DIRECTIONS FOR THIS TASK |
The records follow. Copy each one exactly.

EXTRACTED ENTRIES |
○ ○ ○ ○ ○ ○ ○
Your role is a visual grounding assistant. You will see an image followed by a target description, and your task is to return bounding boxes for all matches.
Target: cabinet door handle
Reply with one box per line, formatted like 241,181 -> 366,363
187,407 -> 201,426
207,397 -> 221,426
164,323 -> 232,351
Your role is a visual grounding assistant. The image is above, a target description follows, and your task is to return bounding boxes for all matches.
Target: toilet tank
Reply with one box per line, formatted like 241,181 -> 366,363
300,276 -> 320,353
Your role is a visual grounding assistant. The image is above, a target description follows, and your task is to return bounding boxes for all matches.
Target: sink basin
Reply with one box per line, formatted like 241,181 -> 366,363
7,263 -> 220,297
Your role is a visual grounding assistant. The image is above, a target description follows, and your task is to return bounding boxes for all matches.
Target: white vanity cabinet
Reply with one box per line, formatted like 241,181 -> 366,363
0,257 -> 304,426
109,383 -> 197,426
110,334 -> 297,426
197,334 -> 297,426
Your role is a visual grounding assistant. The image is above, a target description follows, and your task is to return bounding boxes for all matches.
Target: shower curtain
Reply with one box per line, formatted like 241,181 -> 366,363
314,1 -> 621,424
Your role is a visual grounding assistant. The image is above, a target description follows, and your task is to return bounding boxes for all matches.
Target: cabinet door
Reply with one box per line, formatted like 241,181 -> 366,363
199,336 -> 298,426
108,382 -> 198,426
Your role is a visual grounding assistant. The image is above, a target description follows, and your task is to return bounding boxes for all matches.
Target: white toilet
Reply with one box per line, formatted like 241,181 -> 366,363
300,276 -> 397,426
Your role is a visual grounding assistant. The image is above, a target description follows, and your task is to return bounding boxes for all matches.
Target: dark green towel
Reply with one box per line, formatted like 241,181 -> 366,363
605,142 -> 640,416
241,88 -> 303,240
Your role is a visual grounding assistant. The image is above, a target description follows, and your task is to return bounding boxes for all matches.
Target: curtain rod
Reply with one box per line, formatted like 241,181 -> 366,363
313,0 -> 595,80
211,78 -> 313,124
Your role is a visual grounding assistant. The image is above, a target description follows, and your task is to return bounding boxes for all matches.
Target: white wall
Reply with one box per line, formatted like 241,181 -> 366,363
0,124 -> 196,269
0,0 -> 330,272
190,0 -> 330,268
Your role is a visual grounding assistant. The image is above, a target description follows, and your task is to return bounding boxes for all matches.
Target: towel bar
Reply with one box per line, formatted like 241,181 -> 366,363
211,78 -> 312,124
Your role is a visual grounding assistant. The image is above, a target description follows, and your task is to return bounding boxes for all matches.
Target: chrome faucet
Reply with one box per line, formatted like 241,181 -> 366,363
○ ○ ○ ○ ○ ○ ○
EXERCISE OUTPUT |
Your role is a visual grounding assistant. You will see an image followed by a target description, and your task is to return bounding boxes for all matches.
Target: cabinet door handle
Reply with one box per line, formatted like 241,181 -> 366,363
187,407 -> 201,426
207,397 -> 221,426
164,323 -> 232,351
Your role is a visual grounding assistant. The image is above, a target description follows, and your task is to return bounding boxes for all matches.
Target: toilet tank
Reply with one box per line, formatted like 241,181 -> 366,363
300,276 -> 320,353
Your role is a visual grounding assistant. The image is above, a target description follows, and your task is to return bounding boxes for all matches.
Target: sink basin
Reply with one box per line, formatted like 241,181 -> 366,363
7,263 -> 220,297
Your role is a visual grounding assistant. The image is above, a target description follows, and your task is to return bounding boxes for all matches.
Target: white vanity cabinet
Reply with one box per line, formatted like 241,181 -> 366,363
0,257 -> 304,426
109,383 -> 197,426
110,334 -> 297,426
197,334 -> 297,426
Your role is a visual grounding assistant. The image is above, a target description follows, and your task is to return bounding boxes for all matches.
Target: shower curtain
Reply with one box per line, formatted like 241,181 -> 366,363
314,1 -> 621,424
Your role is a visual grounding assistant. The image is above, a target description follows, and your task is to return bounding boxes for all matches.
Target: cabinet door
Reply with one box per line, formatted like 241,181 -> 366,363
199,336 -> 298,426
108,382 -> 198,426
Your role is a visual grounding assistant. The image is above, a target description follows, and your task is to return bounding boxes for all matches.
Target: white toilet
Reply with one box per line, formatted like 241,181 -> 366,363
300,276 -> 397,426
Your role is a visual grounding assistant. The image is above, a target description follows, and your task is to return bounding boxes for all matches.
Target: dark green towel
Reply with one box per line, formatted like 241,181 -> 366,363
605,142 -> 640,416
241,88 -> 303,240
Your role is a visual grounding assistant. The image is above, a target description follows, and your task is to return bounding boxes for all matches.
Target: curtain rod
Reply with one box per line, formatted like 241,181 -> 366,363
313,0 -> 595,80
211,78 -> 313,124
Your role is a visual grounding assistant. The image is above, a target description follows, and your task is to return bounding boxes for all matches.
Target: white wall
Reply with one box per line, formatted like 241,181 -> 366,363
0,124 -> 196,269
0,0 -> 330,272
190,0 -> 330,268
Your role is a visual grounding assistant. The image is above, a target description follows, and your task is to return bounding boxes for all matches.
Target: towel bar
Reply with one box per line, formatted like 241,181 -> 366,363
211,78 -> 312,124
Your role is a visual grounding assistant. The image is above, a target description follows, and your task is to return bounding boxes for all matches.
Target: chrome faucet
Reply with one box per line, formatted like 241,181 -> 366,363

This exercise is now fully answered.